Task to carry out: Please give the data again in full, exactly as provided.

Study material:
-- Opening Marker --
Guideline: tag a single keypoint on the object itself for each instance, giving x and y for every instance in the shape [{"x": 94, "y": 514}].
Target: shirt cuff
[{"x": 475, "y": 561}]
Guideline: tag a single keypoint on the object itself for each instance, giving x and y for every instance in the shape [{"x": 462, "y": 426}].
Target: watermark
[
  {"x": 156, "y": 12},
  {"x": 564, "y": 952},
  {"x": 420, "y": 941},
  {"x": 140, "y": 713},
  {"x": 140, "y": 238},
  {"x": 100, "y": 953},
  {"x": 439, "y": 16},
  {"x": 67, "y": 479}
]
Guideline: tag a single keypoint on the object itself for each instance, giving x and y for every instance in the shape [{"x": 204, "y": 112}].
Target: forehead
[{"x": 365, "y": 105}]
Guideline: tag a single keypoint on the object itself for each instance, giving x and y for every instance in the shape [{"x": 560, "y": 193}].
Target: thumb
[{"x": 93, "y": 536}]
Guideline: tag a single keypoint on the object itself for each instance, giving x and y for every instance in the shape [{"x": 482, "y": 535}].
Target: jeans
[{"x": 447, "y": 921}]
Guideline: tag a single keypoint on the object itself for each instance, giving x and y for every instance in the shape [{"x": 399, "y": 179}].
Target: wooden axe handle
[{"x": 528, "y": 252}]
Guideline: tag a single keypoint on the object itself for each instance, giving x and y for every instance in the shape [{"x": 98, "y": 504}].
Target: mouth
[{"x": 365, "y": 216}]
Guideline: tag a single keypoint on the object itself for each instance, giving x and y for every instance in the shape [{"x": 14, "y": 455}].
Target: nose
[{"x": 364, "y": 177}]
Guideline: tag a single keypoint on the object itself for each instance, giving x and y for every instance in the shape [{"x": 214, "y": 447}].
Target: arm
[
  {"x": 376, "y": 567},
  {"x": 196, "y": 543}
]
-- Closing Marker --
Task solution:
Guideline: tag a single keypoint on the object itself for each instance, giving x and y for every instance in the shape [{"x": 94, "y": 514}].
Target: shirt cuff
[{"x": 475, "y": 561}]
Guideline: tag a single keypoint on the object itself for each instance, giving x and y for every instance in the shape [{"x": 462, "y": 426}].
Target: watermark
[
  {"x": 156, "y": 12},
  {"x": 564, "y": 952},
  {"x": 420, "y": 941},
  {"x": 140, "y": 713},
  {"x": 140, "y": 238},
  {"x": 100, "y": 953},
  {"x": 439, "y": 16},
  {"x": 67, "y": 479}
]
Guideline: tag a single keypoint on the object itself for each instance, giving x and y for every instance in the shape [{"x": 204, "y": 112}].
Target: forehead
[{"x": 365, "y": 105}]
Guideline: tag a single keypoint on the object itself for each instance, giving x and y for every instance in the shape [{"x": 560, "y": 193}].
Target: thumb
[{"x": 93, "y": 536}]
Guideline: tag a single keypoint on the object itself for each instance, giving x and y for every instance in the shape [{"x": 482, "y": 535}].
Target: jeans
[{"x": 447, "y": 921}]
Guideline: tag a single keypoint on the object itself for each instance, giving x and y for every instance in the shape [{"x": 399, "y": 179}].
Target: wooden axe handle
[{"x": 528, "y": 252}]
Guideline: tag a single keypoint on the object itself for each instance, giving x and y for every instance in the shape [{"x": 98, "y": 504}].
Target: mouth
[{"x": 365, "y": 216}]
Guideline: tag a single keypoint on the object itself for each instance, giving x and y for every instance in the shape [{"x": 14, "y": 455}].
Target: nose
[{"x": 364, "y": 177}]
Guideline: tag a single keypoint on the object itself for each instance, giving x and y for every instance in the shape [{"x": 214, "y": 447}].
Target: arm
[
  {"x": 376, "y": 567},
  {"x": 196, "y": 543}
]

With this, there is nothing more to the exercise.